_TEXT BLOCK:_
I don't think I want to pretend to be prejudiced or anything, but I do have some biases so maybe that'll show and they won't want me.

Stereotypes usually exist because there's some degree of truth behind them. As for corporal punishment, I have some mixed opinions, but I believe it's warranted in extreme cases. I hate it when criminals get off the hook on some stupid technicality. Often when someone is acquitted, it isn't because they didn't actually do anything. It's because it can't be proven. I think I'd have a hard time focusing on what really can be proven and what's just the likely scenario. I really don't think I'd be good on a jury.
And now I don't know what to do about work. I don't know if I should book off a couple of days for the jury selection. Tomorrow is technically the last day I can book off enough in advance. But I don't even know if I'll need the days off or if I can get out of it. I'd like to wait until I know because I don't want to say anything if I don't have to. If I do need the days off, I guess I could just say sorry I need a couple of days off on short notice. Sometimes, **** just comes up. They really can't say no, although they can be pissed off about it. It's just so screwy because my store is in liquidation right now. We were asked not to request any time off, but really, sometimes people have important things to attend to. We shouldn't be forced to bend over backwards for the place. I don't know. I just fret about stupid things. I hate this.

_DATASET:_

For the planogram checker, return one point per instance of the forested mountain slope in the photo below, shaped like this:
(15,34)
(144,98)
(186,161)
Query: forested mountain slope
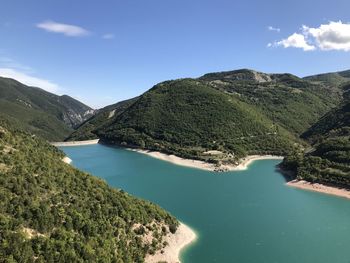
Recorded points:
(328,161)
(51,116)
(51,212)
(188,117)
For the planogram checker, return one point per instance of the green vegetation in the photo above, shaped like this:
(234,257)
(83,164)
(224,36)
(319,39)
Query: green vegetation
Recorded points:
(51,212)
(39,112)
(87,130)
(188,117)
(331,79)
(293,103)
(237,113)
(328,162)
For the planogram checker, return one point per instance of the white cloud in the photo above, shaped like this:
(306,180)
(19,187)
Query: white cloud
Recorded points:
(29,80)
(331,36)
(7,62)
(276,29)
(296,40)
(66,29)
(108,36)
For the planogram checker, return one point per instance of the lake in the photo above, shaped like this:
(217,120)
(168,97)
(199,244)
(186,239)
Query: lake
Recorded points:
(245,217)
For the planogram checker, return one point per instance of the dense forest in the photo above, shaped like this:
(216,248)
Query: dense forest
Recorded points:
(52,212)
(328,161)
(40,112)
(235,113)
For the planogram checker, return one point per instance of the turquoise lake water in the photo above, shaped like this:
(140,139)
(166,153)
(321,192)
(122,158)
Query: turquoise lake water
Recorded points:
(249,216)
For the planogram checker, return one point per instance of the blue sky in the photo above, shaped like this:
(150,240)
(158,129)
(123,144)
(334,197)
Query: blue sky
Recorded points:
(102,52)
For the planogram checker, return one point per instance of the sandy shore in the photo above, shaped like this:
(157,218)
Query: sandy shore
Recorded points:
(183,236)
(342,192)
(244,163)
(67,159)
(75,143)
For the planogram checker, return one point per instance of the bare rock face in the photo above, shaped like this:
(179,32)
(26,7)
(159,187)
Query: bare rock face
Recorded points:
(74,118)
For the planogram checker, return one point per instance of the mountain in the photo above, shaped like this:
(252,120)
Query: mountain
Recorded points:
(52,212)
(332,79)
(288,100)
(86,131)
(48,115)
(236,113)
(328,161)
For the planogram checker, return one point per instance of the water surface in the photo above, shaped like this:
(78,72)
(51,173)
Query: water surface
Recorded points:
(244,217)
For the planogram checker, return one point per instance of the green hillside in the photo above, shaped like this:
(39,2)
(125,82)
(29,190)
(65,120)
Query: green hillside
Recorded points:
(87,130)
(51,212)
(188,117)
(40,112)
(292,102)
(328,161)
(331,79)
(236,112)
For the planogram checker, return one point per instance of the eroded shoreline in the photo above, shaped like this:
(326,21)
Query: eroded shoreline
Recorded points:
(75,143)
(243,165)
(321,188)
(183,237)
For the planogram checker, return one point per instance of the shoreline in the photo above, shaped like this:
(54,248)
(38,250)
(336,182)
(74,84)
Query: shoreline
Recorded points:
(320,188)
(183,237)
(67,160)
(75,143)
(243,165)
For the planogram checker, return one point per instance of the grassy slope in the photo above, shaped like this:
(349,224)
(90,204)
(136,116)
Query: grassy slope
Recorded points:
(51,212)
(38,111)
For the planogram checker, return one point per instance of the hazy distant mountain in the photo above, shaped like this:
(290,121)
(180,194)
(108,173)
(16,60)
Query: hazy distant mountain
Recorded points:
(86,131)
(237,112)
(333,79)
(40,112)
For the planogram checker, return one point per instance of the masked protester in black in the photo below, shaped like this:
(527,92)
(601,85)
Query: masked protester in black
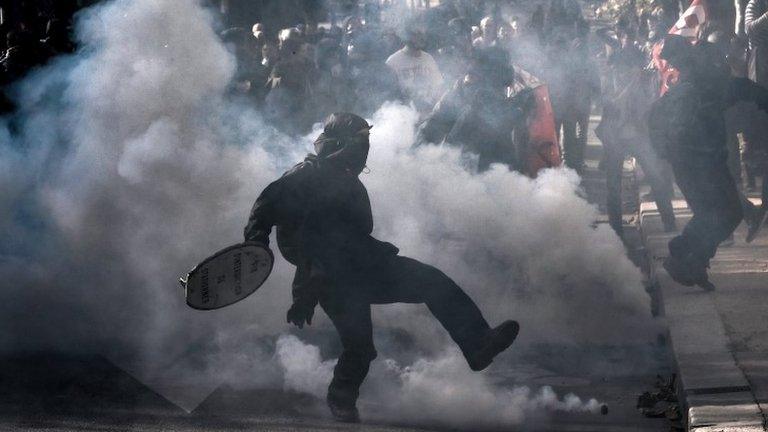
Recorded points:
(476,114)
(687,127)
(324,224)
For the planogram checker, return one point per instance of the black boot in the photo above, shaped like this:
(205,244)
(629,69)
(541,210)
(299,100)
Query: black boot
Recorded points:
(687,273)
(494,342)
(343,407)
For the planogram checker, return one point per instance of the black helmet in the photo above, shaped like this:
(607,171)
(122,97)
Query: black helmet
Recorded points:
(344,142)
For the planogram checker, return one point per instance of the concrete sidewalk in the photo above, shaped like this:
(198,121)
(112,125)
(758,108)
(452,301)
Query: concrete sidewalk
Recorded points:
(719,339)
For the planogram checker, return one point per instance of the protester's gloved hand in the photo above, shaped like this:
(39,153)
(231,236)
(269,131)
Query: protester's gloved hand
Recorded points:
(301,313)
(259,237)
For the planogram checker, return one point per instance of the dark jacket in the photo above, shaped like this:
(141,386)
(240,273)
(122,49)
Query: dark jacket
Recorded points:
(324,224)
(689,120)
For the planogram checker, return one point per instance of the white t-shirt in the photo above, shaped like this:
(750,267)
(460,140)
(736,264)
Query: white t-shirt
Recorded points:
(418,75)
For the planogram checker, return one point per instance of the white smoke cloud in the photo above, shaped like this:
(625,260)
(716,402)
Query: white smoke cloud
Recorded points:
(440,391)
(128,165)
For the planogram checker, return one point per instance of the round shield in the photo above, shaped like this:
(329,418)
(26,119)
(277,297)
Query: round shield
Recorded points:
(228,276)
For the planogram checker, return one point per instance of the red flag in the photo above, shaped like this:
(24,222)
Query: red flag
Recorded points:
(687,26)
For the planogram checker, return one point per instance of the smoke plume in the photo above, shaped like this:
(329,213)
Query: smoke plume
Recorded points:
(125,165)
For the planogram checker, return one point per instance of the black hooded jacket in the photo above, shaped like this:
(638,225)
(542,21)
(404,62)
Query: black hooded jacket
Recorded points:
(322,214)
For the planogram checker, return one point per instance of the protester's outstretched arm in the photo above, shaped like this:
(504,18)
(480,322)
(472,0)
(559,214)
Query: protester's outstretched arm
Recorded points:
(439,122)
(275,203)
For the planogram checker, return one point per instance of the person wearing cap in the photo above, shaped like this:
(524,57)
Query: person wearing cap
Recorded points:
(324,223)
(687,127)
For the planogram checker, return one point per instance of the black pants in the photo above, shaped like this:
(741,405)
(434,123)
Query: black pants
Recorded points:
(711,193)
(348,299)
(661,183)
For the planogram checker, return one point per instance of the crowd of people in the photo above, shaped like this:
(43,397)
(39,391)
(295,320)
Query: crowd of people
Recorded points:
(469,69)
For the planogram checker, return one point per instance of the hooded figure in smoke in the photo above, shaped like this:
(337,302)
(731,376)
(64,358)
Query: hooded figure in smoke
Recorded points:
(324,224)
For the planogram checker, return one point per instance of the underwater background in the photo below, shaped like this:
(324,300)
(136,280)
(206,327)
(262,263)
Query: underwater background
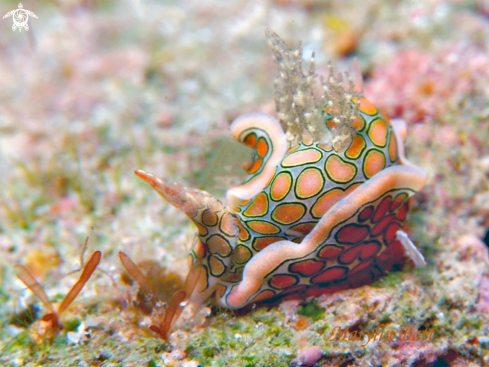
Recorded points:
(97,89)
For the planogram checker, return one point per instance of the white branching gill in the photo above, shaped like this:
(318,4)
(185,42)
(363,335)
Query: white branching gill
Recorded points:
(304,117)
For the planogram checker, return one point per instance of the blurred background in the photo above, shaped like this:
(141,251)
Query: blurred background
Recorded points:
(97,89)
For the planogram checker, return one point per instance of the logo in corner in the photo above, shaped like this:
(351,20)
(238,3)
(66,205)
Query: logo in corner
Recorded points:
(20,17)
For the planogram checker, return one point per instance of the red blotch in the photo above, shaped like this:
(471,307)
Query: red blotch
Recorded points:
(291,293)
(366,213)
(398,201)
(402,213)
(361,266)
(352,233)
(390,234)
(379,227)
(263,296)
(307,268)
(361,252)
(282,281)
(382,209)
(330,251)
(392,258)
(330,274)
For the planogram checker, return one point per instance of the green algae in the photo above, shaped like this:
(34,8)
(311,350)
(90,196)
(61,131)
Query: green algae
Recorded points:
(312,310)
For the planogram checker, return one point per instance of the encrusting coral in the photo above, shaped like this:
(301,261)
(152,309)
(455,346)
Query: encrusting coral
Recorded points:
(316,213)
(300,112)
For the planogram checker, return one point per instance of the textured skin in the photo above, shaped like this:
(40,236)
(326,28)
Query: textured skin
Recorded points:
(306,221)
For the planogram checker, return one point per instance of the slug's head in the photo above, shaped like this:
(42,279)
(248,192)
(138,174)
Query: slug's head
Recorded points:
(218,231)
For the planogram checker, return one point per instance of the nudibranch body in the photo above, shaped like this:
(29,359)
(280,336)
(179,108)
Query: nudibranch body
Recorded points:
(310,218)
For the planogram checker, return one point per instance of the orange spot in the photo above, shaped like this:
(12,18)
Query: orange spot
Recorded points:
(245,202)
(244,235)
(329,251)
(402,213)
(282,281)
(266,294)
(250,140)
(356,148)
(330,198)
(303,228)
(256,166)
(233,277)
(260,243)
(209,218)
(367,107)
(384,116)
(302,157)
(288,213)
(309,183)
(281,186)
(241,254)
(293,149)
(199,249)
(220,290)
(259,206)
(228,224)
(218,245)
(263,227)
(216,265)
(377,132)
(393,148)
(358,123)
(271,177)
(374,162)
(326,147)
(262,147)
(339,170)
(307,267)
(201,229)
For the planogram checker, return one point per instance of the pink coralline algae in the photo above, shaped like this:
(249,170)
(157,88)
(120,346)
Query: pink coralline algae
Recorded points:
(429,85)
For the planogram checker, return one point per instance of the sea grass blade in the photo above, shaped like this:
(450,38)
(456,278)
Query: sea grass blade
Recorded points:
(84,277)
(36,288)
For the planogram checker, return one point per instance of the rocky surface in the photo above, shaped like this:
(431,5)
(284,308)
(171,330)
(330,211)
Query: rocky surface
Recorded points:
(97,89)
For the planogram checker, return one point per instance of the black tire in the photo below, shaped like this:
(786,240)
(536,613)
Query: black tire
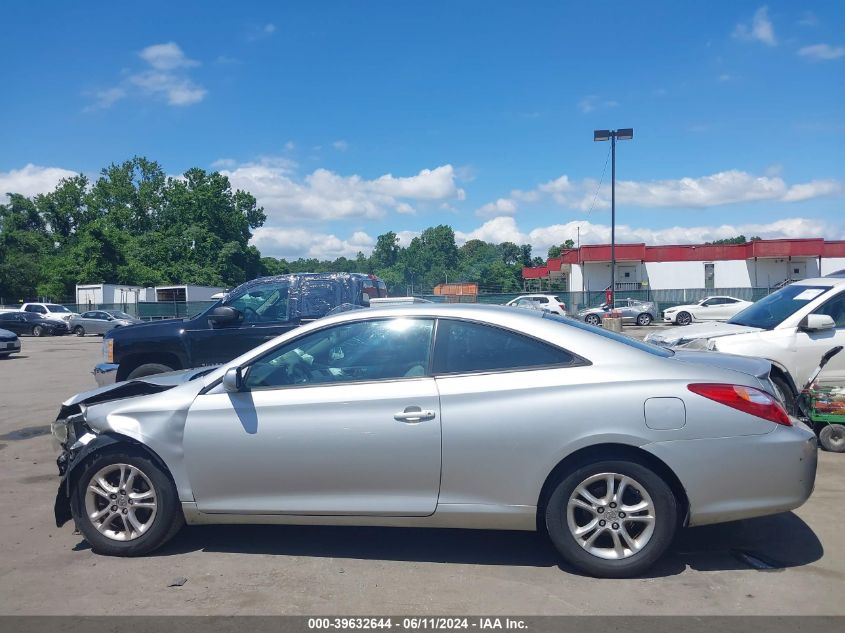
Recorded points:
(832,438)
(786,394)
(165,524)
(644,319)
(148,369)
(665,511)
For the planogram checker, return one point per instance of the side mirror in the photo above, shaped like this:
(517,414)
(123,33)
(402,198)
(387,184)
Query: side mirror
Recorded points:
(233,379)
(222,315)
(817,323)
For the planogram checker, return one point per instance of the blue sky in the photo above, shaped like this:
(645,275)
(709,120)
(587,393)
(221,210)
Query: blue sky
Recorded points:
(347,119)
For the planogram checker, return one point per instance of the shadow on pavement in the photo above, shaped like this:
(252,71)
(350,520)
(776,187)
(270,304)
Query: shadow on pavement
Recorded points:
(778,541)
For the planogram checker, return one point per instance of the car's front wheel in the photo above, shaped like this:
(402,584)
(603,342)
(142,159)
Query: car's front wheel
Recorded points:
(612,519)
(832,438)
(124,504)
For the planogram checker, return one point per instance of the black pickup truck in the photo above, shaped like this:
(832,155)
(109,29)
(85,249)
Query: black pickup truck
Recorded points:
(249,315)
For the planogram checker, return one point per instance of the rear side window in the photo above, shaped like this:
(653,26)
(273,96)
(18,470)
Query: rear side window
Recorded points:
(463,347)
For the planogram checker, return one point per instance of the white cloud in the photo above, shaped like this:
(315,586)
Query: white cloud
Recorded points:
(325,195)
(760,29)
(822,52)
(499,207)
(291,243)
(590,103)
(165,79)
(31,180)
(166,57)
(722,188)
(541,238)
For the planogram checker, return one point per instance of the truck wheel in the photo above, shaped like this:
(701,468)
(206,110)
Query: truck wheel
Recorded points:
(148,369)
(832,438)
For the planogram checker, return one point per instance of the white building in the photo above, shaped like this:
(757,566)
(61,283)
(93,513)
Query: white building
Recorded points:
(757,264)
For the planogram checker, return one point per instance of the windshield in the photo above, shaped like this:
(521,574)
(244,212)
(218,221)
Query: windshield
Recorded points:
(619,338)
(769,312)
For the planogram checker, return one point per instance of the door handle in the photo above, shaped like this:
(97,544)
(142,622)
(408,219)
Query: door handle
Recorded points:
(413,414)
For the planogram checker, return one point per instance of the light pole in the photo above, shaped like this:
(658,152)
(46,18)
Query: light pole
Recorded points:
(624,134)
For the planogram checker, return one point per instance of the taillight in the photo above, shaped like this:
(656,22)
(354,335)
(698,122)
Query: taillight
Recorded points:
(746,399)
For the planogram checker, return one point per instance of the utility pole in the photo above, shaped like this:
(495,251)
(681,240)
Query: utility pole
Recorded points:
(624,134)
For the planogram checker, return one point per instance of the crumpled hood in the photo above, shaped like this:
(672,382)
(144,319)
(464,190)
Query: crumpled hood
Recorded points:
(682,335)
(136,387)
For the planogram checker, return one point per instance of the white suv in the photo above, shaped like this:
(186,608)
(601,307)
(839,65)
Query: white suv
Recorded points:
(792,328)
(552,303)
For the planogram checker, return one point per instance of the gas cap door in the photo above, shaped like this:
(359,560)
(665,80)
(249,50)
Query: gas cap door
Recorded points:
(665,414)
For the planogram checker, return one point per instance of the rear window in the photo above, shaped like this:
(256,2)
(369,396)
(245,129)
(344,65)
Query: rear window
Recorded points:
(619,338)
(465,347)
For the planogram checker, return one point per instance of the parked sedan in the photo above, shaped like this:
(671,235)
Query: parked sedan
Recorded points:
(552,303)
(416,416)
(708,309)
(32,323)
(631,310)
(9,343)
(100,321)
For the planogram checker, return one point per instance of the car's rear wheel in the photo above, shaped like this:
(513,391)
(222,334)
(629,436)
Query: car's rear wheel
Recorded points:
(125,505)
(832,438)
(148,369)
(612,519)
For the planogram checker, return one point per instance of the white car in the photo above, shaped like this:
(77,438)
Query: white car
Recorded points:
(708,309)
(550,303)
(792,328)
(52,311)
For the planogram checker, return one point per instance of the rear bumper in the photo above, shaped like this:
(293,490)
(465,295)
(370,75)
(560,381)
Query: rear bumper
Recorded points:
(732,478)
(105,374)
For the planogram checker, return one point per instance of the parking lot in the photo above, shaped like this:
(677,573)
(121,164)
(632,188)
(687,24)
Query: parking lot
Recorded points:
(791,563)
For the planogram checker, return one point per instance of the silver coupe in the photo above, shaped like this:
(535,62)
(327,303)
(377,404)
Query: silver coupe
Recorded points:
(460,416)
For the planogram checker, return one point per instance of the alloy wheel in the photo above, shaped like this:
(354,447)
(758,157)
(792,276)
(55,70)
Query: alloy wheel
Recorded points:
(120,502)
(611,516)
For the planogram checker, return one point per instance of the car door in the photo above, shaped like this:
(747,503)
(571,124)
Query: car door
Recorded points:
(344,420)
(494,385)
(264,311)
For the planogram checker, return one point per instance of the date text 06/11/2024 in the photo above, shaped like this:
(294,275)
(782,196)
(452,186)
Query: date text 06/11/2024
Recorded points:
(416,623)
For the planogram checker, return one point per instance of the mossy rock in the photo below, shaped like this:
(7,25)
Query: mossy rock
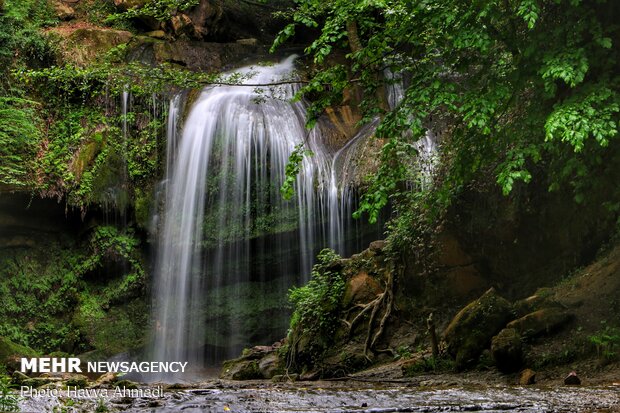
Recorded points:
(11,352)
(241,369)
(541,322)
(471,330)
(129,385)
(507,350)
(78,381)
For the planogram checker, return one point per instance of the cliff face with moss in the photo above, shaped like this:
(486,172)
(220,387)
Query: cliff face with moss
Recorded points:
(83,148)
(84,95)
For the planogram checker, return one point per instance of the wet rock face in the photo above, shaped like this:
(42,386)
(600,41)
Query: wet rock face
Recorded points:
(10,353)
(507,350)
(527,377)
(471,330)
(260,362)
(541,322)
(63,10)
(192,55)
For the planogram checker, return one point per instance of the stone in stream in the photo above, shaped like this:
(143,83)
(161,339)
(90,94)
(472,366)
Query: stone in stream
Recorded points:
(572,379)
(541,322)
(471,330)
(527,377)
(507,350)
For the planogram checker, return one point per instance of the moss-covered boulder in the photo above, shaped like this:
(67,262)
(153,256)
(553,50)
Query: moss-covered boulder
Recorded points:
(82,46)
(241,369)
(260,362)
(10,353)
(471,330)
(507,350)
(541,322)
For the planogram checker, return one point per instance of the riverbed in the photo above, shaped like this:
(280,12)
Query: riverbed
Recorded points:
(222,396)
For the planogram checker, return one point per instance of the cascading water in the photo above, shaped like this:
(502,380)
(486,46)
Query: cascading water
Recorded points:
(225,222)
(228,241)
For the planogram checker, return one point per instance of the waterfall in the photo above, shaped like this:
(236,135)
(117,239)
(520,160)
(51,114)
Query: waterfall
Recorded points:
(226,236)
(222,196)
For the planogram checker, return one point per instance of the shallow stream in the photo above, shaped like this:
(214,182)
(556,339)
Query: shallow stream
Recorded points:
(341,397)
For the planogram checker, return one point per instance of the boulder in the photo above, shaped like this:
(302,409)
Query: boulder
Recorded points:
(471,330)
(527,377)
(129,4)
(182,24)
(156,34)
(360,289)
(534,303)
(540,322)
(572,379)
(507,350)
(63,10)
(83,46)
(269,366)
(77,380)
(10,353)
(106,379)
(250,41)
(241,369)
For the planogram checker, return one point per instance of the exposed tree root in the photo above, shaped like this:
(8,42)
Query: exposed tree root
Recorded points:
(380,307)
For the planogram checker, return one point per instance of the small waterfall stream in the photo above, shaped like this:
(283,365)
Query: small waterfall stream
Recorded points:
(225,227)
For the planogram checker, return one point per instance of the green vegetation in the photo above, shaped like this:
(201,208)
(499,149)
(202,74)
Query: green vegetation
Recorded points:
(8,399)
(161,10)
(317,304)
(527,90)
(54,298)
(607,343)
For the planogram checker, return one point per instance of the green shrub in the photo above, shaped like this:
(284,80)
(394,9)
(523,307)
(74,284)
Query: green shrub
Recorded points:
(317,304)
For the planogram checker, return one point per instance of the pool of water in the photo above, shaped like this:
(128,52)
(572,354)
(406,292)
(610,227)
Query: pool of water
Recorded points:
(325,397)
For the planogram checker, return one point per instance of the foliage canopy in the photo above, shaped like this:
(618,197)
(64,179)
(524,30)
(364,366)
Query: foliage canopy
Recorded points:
(524,87)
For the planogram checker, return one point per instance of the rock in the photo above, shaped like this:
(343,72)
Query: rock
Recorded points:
(181,24)
(206,18)
(10,353)
(471,330)
(378,246)
(83,46)
(572,379)
(77,380)
(63,11)
(129,4)
(241,369)
(451,254)
(527,377)
(269,365)
(106,379)
(462,282)
(19,377)
(156,34)
(534,303)
(248,42)
(130,385)
(361,288)
(540,322)
(507,350)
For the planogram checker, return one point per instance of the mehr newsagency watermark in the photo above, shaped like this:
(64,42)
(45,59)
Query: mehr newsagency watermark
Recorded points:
(75,365)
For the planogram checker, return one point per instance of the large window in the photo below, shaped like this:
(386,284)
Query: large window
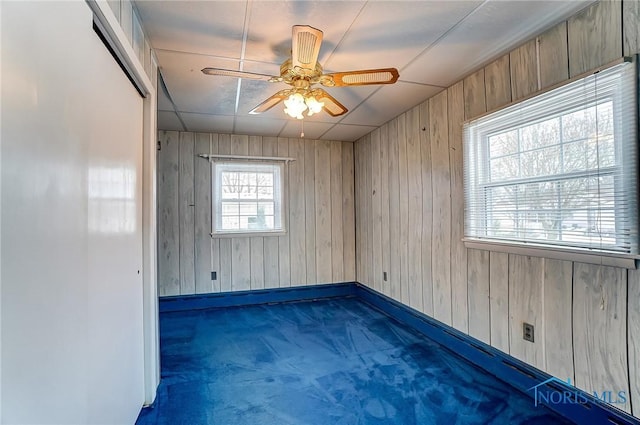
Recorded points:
(247,197)
(558,169)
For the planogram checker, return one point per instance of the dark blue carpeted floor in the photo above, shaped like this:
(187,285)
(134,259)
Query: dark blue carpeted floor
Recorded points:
(324,362)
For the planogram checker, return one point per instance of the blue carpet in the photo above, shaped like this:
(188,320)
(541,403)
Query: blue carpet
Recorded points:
(326,362)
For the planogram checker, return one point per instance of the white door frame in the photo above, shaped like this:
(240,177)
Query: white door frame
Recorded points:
(147,86)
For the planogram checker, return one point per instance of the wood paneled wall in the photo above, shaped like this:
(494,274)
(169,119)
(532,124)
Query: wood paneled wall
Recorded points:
(319,246)
(409,216)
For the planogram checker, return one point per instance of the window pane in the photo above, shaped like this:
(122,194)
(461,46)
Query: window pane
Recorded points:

_WHAT THIS TASK INVOLVES:_ Could you transcribe everything in the jury duty text from "I don't think" down to "good on a jury."?

_TASK SOLUTION:_
I don't think I want to pretend to be prejudiced or anything, but I do have some biases so maybe that'll show and they won't want me.

Stereotypes usually exist because there's some degree of truth behind them. As for corporal punishment, I have some mixed opinions, but I believe it's warranted in extreme cases. I hate it when criminals get off the hook on some stupid technicality. Often when someone is acquitted, it isn't because they didn't actually do anything. It's because it can't be proven. I think I'd have a hard time focusing on what really can be proven and what's just the likely scenario. I really don't think I'd be good on a jury.